Prompt - Locate the line with "Pin the balcony" in the material. Copy that line and each one after it, through the last, exactly and with nothing else.

Materials provided -
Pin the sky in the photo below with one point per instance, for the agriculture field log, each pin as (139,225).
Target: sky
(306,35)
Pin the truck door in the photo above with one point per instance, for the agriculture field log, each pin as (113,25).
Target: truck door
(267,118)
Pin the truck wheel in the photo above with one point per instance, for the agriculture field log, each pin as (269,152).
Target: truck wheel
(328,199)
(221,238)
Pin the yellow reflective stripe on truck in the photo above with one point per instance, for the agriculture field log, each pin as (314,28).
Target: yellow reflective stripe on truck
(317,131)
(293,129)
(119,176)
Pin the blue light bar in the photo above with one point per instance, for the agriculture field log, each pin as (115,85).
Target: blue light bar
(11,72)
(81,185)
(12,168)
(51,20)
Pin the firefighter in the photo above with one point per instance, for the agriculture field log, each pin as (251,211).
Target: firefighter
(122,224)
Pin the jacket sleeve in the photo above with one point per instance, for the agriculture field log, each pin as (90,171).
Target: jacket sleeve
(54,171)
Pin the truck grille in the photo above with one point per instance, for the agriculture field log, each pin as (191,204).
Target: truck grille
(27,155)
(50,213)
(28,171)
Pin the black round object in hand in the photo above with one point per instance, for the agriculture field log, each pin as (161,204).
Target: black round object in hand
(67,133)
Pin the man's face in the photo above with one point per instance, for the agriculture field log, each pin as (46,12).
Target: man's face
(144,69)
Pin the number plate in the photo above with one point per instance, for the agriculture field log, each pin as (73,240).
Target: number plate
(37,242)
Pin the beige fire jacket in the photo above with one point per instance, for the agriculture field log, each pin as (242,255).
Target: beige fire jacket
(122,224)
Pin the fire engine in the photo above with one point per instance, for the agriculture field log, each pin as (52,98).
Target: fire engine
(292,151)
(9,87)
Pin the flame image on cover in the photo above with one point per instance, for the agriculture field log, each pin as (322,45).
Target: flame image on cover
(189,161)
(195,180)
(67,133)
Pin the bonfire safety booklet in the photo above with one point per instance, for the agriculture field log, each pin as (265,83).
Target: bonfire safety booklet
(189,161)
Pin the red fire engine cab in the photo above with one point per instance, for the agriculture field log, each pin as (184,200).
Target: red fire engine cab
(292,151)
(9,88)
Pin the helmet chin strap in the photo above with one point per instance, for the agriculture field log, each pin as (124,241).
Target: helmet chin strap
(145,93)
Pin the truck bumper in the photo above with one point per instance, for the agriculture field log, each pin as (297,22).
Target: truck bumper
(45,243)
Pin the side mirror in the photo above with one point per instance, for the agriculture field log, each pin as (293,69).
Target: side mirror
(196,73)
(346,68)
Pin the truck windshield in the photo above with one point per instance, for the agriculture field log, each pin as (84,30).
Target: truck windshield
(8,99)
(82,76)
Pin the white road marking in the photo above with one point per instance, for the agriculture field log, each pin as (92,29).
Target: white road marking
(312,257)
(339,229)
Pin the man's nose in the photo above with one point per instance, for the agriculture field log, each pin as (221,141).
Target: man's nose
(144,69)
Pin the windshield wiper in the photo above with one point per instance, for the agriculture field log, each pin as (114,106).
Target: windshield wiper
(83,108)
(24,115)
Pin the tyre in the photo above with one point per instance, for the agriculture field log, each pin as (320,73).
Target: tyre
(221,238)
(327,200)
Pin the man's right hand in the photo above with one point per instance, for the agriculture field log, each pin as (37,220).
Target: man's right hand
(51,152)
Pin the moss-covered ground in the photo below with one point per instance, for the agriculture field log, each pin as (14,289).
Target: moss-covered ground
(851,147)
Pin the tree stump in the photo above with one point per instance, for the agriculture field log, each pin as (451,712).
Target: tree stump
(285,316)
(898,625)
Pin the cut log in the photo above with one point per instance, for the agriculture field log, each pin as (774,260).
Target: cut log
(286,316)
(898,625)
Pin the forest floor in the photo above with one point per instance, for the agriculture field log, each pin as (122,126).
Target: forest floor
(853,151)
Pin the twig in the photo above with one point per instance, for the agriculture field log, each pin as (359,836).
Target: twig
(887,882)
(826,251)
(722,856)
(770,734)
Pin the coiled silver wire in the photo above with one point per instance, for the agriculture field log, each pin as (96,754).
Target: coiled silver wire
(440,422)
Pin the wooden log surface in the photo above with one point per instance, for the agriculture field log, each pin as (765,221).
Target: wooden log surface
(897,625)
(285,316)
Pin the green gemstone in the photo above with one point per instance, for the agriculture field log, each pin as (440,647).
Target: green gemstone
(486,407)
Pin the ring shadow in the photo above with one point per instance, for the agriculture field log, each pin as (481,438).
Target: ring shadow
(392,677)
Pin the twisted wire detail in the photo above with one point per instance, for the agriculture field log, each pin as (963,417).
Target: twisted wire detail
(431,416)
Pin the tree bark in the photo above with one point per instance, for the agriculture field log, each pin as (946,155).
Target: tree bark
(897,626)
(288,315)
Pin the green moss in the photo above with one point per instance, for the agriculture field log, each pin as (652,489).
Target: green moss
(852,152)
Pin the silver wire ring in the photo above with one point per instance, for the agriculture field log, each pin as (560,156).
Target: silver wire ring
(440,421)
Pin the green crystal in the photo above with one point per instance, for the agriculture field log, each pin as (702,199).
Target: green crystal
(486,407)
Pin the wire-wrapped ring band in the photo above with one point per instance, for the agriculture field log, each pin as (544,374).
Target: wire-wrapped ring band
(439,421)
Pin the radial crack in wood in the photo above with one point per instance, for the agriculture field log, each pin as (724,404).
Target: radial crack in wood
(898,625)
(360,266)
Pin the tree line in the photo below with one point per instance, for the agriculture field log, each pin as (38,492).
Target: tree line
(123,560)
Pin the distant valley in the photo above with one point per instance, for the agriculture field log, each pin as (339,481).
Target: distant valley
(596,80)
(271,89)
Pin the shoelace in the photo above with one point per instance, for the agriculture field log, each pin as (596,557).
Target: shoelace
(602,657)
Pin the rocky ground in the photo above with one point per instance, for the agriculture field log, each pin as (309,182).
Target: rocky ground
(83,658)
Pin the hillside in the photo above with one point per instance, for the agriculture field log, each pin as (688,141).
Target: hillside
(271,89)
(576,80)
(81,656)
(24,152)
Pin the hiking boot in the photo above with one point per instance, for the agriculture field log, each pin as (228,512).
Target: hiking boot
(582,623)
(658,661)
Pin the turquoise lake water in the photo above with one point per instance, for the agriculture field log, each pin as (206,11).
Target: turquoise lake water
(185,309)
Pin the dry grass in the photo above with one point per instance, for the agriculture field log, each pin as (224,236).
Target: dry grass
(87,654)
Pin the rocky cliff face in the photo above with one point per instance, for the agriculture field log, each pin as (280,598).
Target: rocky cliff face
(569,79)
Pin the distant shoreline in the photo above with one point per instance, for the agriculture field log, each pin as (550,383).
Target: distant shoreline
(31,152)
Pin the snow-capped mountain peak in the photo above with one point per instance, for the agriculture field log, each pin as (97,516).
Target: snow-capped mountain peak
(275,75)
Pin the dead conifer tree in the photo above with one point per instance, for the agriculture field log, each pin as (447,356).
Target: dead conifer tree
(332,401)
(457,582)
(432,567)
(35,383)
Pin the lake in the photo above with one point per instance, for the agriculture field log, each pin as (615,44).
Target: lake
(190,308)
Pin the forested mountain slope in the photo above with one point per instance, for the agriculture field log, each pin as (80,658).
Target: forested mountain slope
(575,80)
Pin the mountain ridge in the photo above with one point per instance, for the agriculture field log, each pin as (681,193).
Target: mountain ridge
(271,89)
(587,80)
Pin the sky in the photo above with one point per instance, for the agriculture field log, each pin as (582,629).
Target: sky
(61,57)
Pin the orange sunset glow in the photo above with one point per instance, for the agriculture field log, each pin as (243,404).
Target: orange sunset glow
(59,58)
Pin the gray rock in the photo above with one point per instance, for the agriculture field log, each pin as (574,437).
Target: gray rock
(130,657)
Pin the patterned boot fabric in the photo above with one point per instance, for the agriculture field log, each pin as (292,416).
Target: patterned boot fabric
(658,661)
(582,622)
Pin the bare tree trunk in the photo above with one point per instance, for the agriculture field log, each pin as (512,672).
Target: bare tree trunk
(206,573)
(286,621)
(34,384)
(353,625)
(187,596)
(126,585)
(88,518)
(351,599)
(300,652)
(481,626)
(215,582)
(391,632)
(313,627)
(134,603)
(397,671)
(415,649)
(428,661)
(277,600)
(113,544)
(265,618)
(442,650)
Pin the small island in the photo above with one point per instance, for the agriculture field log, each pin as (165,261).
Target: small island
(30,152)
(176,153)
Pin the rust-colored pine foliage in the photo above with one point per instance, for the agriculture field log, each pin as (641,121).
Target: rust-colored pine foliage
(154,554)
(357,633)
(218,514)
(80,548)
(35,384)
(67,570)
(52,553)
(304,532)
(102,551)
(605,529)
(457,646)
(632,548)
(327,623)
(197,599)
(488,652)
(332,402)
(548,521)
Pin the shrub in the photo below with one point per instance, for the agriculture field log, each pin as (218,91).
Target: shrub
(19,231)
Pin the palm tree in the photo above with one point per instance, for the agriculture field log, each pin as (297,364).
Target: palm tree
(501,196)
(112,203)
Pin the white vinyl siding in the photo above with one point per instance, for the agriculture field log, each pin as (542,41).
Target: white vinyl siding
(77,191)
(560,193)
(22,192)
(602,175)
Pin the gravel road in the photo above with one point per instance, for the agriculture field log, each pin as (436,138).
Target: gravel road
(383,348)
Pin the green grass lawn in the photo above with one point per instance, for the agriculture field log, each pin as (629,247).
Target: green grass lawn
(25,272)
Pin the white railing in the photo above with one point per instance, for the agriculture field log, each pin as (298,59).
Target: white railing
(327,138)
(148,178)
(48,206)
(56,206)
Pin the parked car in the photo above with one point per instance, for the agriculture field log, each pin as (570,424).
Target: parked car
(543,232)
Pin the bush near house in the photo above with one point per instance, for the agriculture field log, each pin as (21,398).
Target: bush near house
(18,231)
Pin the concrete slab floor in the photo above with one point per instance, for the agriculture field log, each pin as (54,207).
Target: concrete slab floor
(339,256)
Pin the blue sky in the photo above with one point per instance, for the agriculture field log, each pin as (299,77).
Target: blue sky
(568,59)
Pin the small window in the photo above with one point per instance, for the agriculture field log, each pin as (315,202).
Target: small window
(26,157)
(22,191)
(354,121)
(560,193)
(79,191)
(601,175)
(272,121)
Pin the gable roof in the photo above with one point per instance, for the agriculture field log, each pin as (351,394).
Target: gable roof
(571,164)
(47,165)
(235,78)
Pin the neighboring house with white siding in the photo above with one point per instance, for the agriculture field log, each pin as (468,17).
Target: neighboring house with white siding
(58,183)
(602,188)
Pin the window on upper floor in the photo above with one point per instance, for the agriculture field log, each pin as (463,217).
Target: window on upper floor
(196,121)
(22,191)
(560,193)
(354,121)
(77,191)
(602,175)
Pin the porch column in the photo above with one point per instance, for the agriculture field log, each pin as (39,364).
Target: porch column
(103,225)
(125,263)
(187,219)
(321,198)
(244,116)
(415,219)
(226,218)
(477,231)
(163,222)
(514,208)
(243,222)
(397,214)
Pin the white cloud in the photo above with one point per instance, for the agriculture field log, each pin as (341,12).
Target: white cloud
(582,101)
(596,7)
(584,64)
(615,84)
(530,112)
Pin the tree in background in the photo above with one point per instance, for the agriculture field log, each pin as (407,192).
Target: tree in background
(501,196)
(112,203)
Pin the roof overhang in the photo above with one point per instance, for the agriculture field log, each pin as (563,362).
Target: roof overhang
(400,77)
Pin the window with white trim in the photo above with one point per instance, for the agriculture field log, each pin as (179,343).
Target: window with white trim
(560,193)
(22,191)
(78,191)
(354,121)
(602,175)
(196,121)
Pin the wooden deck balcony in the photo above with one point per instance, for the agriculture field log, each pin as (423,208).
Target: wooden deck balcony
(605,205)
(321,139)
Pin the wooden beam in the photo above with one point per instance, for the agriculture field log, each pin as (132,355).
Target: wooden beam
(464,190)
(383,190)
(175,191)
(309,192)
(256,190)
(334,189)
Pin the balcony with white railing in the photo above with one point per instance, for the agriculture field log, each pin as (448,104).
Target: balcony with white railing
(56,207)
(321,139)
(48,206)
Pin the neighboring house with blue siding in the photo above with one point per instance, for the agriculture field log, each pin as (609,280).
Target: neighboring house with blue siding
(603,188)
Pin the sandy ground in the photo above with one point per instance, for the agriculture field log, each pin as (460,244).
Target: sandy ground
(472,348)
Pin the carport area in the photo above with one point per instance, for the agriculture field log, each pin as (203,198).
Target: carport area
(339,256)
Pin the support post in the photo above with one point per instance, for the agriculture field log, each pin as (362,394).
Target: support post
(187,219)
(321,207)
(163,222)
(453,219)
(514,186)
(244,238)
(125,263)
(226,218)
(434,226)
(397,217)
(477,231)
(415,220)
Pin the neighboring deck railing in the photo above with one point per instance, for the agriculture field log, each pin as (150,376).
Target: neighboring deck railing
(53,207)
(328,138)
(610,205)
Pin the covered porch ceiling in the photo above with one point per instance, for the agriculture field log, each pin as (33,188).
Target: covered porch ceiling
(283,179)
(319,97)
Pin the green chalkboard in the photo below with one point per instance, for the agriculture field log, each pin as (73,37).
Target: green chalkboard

Task result -
Pin the balcony with white railing in the photo above with one point per instance, for the agriculture field log, each pin as (448,104).
Target: balcony with white railing
(56,207)
(321,139)
(48,206)
Pin the neighboring house with blue siding in the photo above with one point per instance, for the agriculture field log, each pin as (609,280).
Target: neighboring house with blue siding
(603,188)
Pin the sandy ground in the photo above with one point per instance, for the agriculture field log, each pin as (460,244).
Target: sandy ground
(472,348)
Pin the carport area in the photo above with one point per instance, for the agriculture field log, each pin as (203,198).
Target: carport area
(339,256)
Pin the support post in the photo above with one point per instance, for the agriculture field log, each pin as (362,394).
Target: support post
(187,219)
(321,207)
(163,222)
(453,219)
(514,186)
(244,238)
(125,263)
(226,218)
(434,226)
(397,217)
(477,231)
(415,220)
Pin the neighboring deck railing in the photo above with one point per instance, for the agriculture field log, each pin as (150,376).
Target: neighboring deck railing
(53,207)
(328,138)
(610,205)
Pin the covered porch ceiling in the photo above with one point per instance, for the agriculture field log, each pin as (33,188).
Target: covered porch ceiling
(283,179)
(319,97)
Pin the green chalkboard in the photo below with one point per instance, for the agriculture field log, each pin as (73,37).
Target: green chalkboard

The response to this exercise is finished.